__Document excerpt__.

________

# Cotton yarn sale - Pisgah



## PollySC (Jan 17, 2006)

For those who use cotton yarn, Pisgah is closing and selling off their inventory. Prices are 50% off (except for peachs-n-creme) and the cones are a real bargain. They have everything from fine crochet cotton to double-worsted weight. I have used their yarns for my crocheted lace sweaters and the quality is excellent; they use long-staple cotton and have beautiful colors. I'm so sad to see them close.

elmore-pisgah.com is the address


----------



## weever (Oct 1, 2006)

Oh, no! Another mill bites the dust. I looked at the website and didn't see signs of them closing, so you must have heard about it somewhere else. 

Love the peaches and cream, wish that was on sale...


----------



## PollySC (Jan 17, 2006)

True, Weever, the website says "inventory reduction" and doesn't mention the closing. Local news reports tell of the sale and closing -- 81 jobs lost, a 40-year-old company. I've heard this is the last cotton yarn mill in NC. There are many empty textile mills here in SC, too, and much less cotton grown here than in years past.


----------



## shepmom (May 29, 2003)

weever said:


> Oh, no! Another mill bites the dust. I looked at the website and didn't see signs of them closing, so you must have heard about it somewhere else.
> 
> Love the peaches and cream, wish that was on sale...


Herrschners catalog has Sugar and Cream priced 16.99/cone vs a cone of P n C at 7.49 from Pisgah's website. http://www.peaches-creme.com/
What doesn't get purchased before they close will be shipped to Canada to SpinRite (Bernat,Paton,Lily).

I am broken hearted for those wonderful folks soon to be with no jobs. Flo has worked there for 34+ years.

I read cotton prices are soaring this year, something about China having a 30-40% crop loss(rain/flood). News headliner online stated to expect cottom summer clothes to jump 80% this year.

________

__Supplied information__.
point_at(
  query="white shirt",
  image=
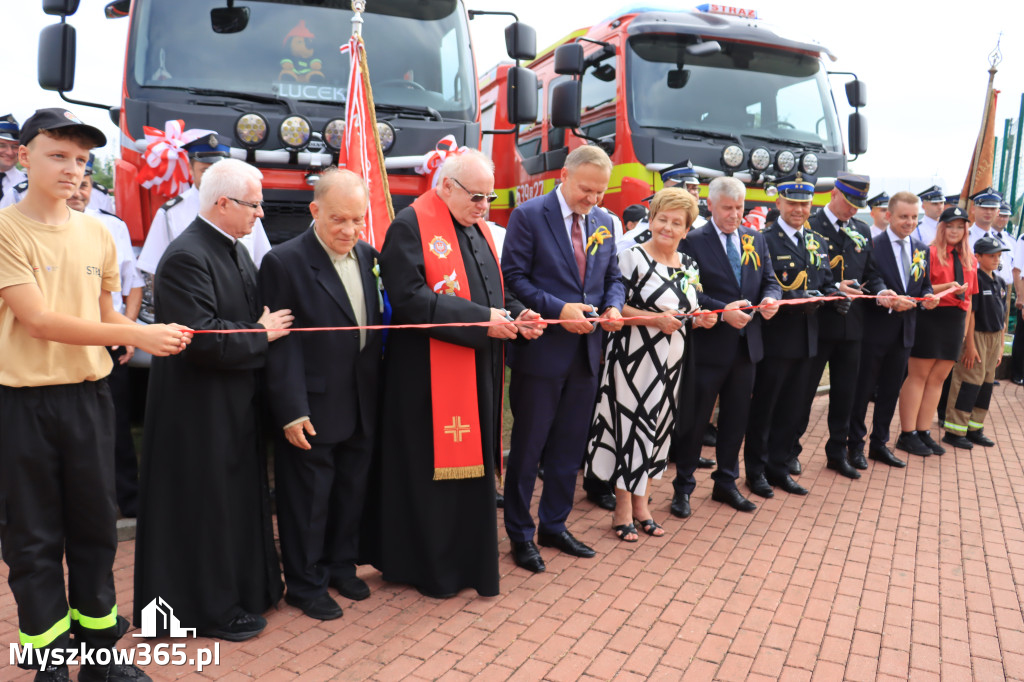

________

__Work instructions__.
1. List the usernames of everyone who posted in the cotton yarn sale thread, each name given once.
2. Write a continuation of the forum thread about the Pisgah cotton yarn sale, picking up after its final sentence.

__Replies__.
1. PollySC, weever, shepmom

2.
----------



## weever (Oct 1, 2006)

shepmom said:


> Herrschners catalog has Sugar and Cream priced 16.99/cone vs a cone of P n C at 7.49 from Pisgah's website. http://www.peaches-creme.com/
> What doesn't get purchased before they close will be shipped to Canada to SpinRite (Bernat,Paton,Lily).
> 
> I am broken hearted for those wonderful folks soon to be with no jobs. Flo has worked there for 34+ years.
> ...


Good point about the inexpensive prices. 

So sad for the workers. And angry. Soon we will not manufacture anything in this country anymore. And we will lose the know-how and the machinery...


----------



## shepmom (May 29, 2003)

weever said:


> Good point about the inexpensive prices.
> 
> So sad for the workers. And angry. Soon we will not manufacture anything in this country anymore. And we will lose the know-how and the machinery...


Yes. We are going to a store closing this PM. In business 100 years till now.
Pepsi closed 1 plant.

Elmore-Pisgah started in 1920.
http://www.peaches-creme.com/about.htm

Times are changing. Guess, we'll be importing near about everything into the USA.


----------



## weever (Oct 1, 2006)

I wanted to let folks know that I ordered some of the peaches and creme yarn, despite it not being included in the 50% sale. Very nice; fairly quick shipping. All set for crocheting dishcloths for a while...


----------



## chickenista (Mar 24, 2007)

That is right up the road from me and a few miles from my mom's house.
Crying shame. My town is LITTERED with closed mills. I can think of 10 within a few miles of my house. It is a weird, desolate scene here.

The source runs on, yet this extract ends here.